**Directions:** Your response should consist solely of the lines from the one containing "Every instance of the overcast" through the end of the data, copied exactly.

**Information:**
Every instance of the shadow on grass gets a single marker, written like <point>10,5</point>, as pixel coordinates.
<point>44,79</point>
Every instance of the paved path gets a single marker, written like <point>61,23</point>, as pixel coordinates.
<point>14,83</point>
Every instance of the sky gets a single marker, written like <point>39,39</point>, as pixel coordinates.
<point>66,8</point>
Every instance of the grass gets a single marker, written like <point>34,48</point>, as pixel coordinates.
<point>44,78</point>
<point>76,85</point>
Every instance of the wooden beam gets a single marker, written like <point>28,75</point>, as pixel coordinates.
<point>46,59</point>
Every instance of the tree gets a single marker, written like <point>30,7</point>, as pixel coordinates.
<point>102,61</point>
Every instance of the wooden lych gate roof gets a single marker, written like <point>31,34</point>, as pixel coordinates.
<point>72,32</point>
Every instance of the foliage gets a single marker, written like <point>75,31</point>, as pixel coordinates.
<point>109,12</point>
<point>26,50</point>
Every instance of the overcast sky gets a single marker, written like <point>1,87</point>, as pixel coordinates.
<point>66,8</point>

**Reply:**
Every instance of the overcast sky gets a single marker, written like <point>1,87</point>, as pixel coordinates.
<point>66,8</point>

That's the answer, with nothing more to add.